Между эмансипацией и «консервативной революцией» (страница 8)
Не затрагивал ли он самую сокровенную струну ее натуры, не заставлял ли он ее чувствовать животную глубину, откуда хлынули волны ее трагического гения, неожиданным откровением взволновавшие и опьянившие толпу, как вид неба и моря, как заря, как бури. Когда он говорил о дрожащем псе, разве не угадал он, из каких сопоставлений с природой черпает она мощь выражения, восхищавшую поэтов и толпу. Только потому, что она постигла Диониса в природе, вечную сущность бессознательных творческих сил, восторги многообразного бога, порожденного брожением всех соков природы, только поэтому являлась она на сцене такой новой и великой. Иногда ей казалось, что она ощущает внутри себя присутствие чего-то чудесного, что заставляло груди менад вздуваться от прилива божественного молока, когда к ним приближались голодные маленькие пантеры (Д’Аннунцио 1909).
Принимая во внимание значение Дузе не только для всей европейской культуры, но и конкретно для Гофмансталя (который посвятил ей несколько немаловажных статей), а также интенсивность поиска «дионисийского начала», который Д’Аннунцио и австрийский писатель разделяли со многими другими своими современниками, не стоит недооценивать вероятность того факта, что на Айзольдт, играющую с собаками, Гофмансталь смотрел через призму, предложенную «Огнем». Но даже если это предположение неверно, роман Д’Аннунцио представляется важным контекстом, свидетельствующим о поиске современной менады, общим для обоих этих авторов. Соединяет оба этих эпизода – один, представляющий собой литературную фикцию (но на угадываемой биографической основе), и второй, взятый из реальной жизни, – некое ощущение, что за видимой оболочкой явлений может скрываться высший смысл.
«Дионисийская подкладка» обыденности
Мотив обнаружения того, что скрыто под поверхностью, – ведущий также в эпистолярном творчестве Айзольдт. Так, в своем первом письме к Гофмансталю она пишет:
Вот, в течение нескольких месяцев Вы писали моей пылающей жизнью – из моей крови Вы воссоздали дикие сны, какие только было возможно – а я жила тут, ничего этого не ощущая и думая о Вас только в веселые, яркие часы – беспечно ожидая того события, которое Вы бы мне преподнесли. <…> А Вы тем временем, вдали от меня, пригласили к себе в гости и теперь отсылаете ко мне всю дикую боль, все давешние времена – все смятения, которые когда-либо сотрясали мое слабое тело – все мое бесконечно кровоточащее желание. Я принимаю все это обратно – я страшно испугана – я ужасаюсь. Я защищаюсь – я боюсь (Eysoldt & Hofmannsthal 1996: 9).

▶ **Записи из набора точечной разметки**
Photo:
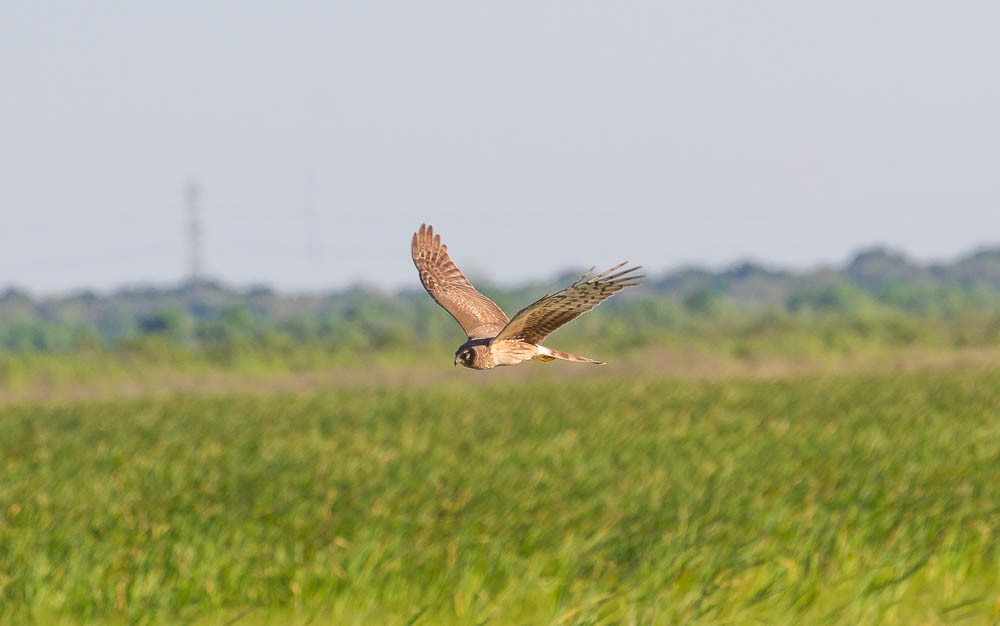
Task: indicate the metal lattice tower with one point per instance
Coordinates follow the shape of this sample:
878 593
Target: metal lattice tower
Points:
192 196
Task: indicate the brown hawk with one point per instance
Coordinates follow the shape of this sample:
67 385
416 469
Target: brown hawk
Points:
493 339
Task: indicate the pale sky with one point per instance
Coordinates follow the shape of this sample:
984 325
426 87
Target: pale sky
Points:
534 135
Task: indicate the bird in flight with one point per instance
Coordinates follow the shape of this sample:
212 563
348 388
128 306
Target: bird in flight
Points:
493 339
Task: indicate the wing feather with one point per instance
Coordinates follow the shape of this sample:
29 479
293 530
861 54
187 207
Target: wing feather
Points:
479 316
539 319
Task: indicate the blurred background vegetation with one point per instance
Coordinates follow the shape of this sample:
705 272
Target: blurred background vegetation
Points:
880 299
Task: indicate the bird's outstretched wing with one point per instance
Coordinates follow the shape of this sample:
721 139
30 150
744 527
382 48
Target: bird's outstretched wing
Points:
479 316
536 321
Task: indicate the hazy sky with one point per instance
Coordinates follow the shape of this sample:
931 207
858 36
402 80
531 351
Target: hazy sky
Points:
534 135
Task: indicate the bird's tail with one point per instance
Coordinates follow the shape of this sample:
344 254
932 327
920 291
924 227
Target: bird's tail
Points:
548 354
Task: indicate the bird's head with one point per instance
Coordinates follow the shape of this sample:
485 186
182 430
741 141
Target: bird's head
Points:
470 356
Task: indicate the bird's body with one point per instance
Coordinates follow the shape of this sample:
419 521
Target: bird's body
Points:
494 339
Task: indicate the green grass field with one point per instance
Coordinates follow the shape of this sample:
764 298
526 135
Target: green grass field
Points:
848 499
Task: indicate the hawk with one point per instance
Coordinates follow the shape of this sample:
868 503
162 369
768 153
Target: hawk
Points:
493 339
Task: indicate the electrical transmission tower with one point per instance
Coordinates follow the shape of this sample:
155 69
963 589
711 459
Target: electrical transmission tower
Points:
192 196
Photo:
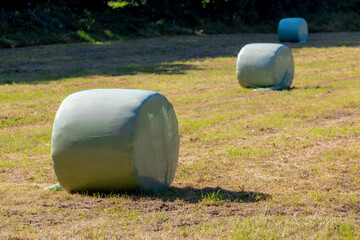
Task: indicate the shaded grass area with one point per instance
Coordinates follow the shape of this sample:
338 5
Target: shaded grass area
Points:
253 165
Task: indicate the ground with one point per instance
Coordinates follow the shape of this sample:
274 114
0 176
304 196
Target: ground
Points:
252 165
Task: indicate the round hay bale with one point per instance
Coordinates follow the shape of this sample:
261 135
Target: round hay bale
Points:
115 139
265 65
293 30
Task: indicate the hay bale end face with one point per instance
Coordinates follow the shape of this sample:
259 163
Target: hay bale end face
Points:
293 30
265 65
115 139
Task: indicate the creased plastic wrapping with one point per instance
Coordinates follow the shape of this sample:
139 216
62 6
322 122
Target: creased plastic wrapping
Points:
265 65
115 139
293 30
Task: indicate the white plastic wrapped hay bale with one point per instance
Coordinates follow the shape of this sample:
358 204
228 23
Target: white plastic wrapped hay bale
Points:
293 30
115 139
265 65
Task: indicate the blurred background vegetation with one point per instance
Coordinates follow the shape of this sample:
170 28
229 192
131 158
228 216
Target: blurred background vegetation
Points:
25 23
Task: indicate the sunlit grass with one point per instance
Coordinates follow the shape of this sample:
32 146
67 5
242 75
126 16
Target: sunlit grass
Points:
253 165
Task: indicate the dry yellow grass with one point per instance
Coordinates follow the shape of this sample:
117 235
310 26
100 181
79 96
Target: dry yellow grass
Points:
253 165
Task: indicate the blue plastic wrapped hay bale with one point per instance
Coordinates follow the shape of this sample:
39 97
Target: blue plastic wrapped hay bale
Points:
293 30
265 65
115 139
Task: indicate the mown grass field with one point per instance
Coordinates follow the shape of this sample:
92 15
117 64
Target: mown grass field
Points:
253 165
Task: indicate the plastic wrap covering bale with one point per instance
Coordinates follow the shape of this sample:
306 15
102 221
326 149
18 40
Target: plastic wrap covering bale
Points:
115 139
293 30
265 65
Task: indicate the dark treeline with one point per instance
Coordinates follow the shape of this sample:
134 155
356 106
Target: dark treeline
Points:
33 22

▶ **Что сделать**
(a) Выведите без изменений фрагмент текста об Айзольдт и Гофманстале, начиная со слов «Принимая во внимание» и вплоть до слов «скрываться высший смысл.».
(b) Продолжите текст об Айзольдт и Гофманстале, начав сразу после его последнего предложения.

▶ **Ответы по заданиям**
(a)
Принимая во внимание значение Дузе не только для всей европейской культуры, но и конкретно для Гофмансталя (который посвятил ей несколько немаловажных статей), а также интенсивность поиска «дионисийского начала», который Д’Аннунцио и австрийский писатель разделяли со многими другими своими современниками, не стоит недооценивать вероятность того факта, что на Айзольдт, играющую с собаками, Гофмансталь смотрел через призму, предложенную «Огнем». Но даже если это предположение неверно, роман Д’Аннунцио представляется важным контекстом, свидетельствующим о поиске современной менады, общим для обоих этих авторов. Соединяет оба этих эпизода – один, представляющий собой литературную фикцию (но на угадываемой биографической основе), и второй, взятый из реальной жизни, – некое ощущение, что за видимой оболочкой явлений может скрываться высший смысл.

(b)
Еще более прямолинейна Айзольдт в письме к Герману Бару:
Сегодня ночью я написала Гуго фон Гофмансталю. Я прочитала его «Электру». Я воспринимаю ее как насилие надо мной – как если бы кто-то прожил жизнь с моим вторым «я». <…>
Сегодня утром я еще вся разбита – едва проснувшись, я уже почувствовала, что ночью что-то произошло в моей душе, что-то, что враждебным – и раздраженным образом настроено против всего моего спокойствия, всего того – чем я, играючи, воздействую на жизнь во мне и вокруг меня. <…> – Вы ведь не знаете, Герман Бар, как я страдаю, когда кто-то меня хочет и находит – я хотела бы все время лишь скользить по людям, чтобы они меня не касались, и там, где мне нравится, – я отдыхаю от себя, и тогда я сплю – я боюсь любого громкого призыва – таковой я отталкиваю всеми силами, когда я просыпаюсь, я разрушаю себя16.
Какой потрясающий диагноз своей собственной жизни! Именно в этом контексте можно по достоинству оценить акт осознания того, что обнаружил автор «Электры» («Я принимаю все это обратно…»). Но что, в сущности, было обнаружено?
В одном из своих позднейших писем к Бару (с которым, как представляется, она вошла в более близкие отношения, чем с Гофмансталем) Айзольдт пишет о чем-то таком, в чем, как она сама отмечает, она не решается признаться больше никому, объясняя причину: «как если бы этим я совершала бестактность, как если бы я подслушивала у закрытых дверей».
Однако за этими закрытыми дверями находится ее собственный чувственный опыт, о котором говорится как о чем-то, что невообразимо трудно принять: Айзольдт использует слово «Ehrfurcht» – «священный ужас», – чтобы описать, что чувствует, «когда полностью открывается тело»; она признается: «Я блаженней в чувственности, чем тысяча других людей, и, пожалуй, также одержимее других». В конце концов Айзольдт замечает, что «тупая толпа», конечно, назвала бы все это «извращением» и что ее это до глубины души потрясает и удивляет: «Во мне миллионы свобод – и моя игра с ними – это искусство и способ творческого существования – если бы только кто знал, как тяжело выносить эти страсти»17.
«Миллионы свобод»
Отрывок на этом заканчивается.